TASK MATERIAL:
^^^^^^^^^^^^^^^^
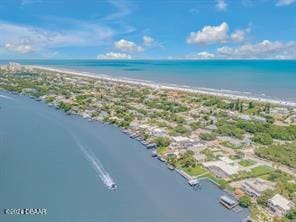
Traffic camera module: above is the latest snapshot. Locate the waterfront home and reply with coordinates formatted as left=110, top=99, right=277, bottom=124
left=206, top=124, right=218, bottom=131
left=241, top=178, right=275, bottom=198
left=238, top=114, right=252, bottom=121
left=203, top=158, right=240, bottom=179
left=270, top=107, right=290, bottom=115
left=172, top=136, right=194, bottom=149
left=254, top=116, right=266, bottom=123
left=218, top=136, right=252, bottom=148
left=150, top=128, right=167, bottom=137
left=267, top=194, right=295, bottom=217
left=219, top=195, right=238, bottom=209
^^^^^^^^^^^^^^^^
WHAT THIS TASK INVOLVES: From the data above, pick out every line that contains the word "coordinates" and copy each of those lines unchanged.

EXERCISE SOLUTION:
Traffic camera module: above is the latest snapshot. Locate the waterfront home and reply with coordinates formatted as left=110, top=99, right=277, bottom=124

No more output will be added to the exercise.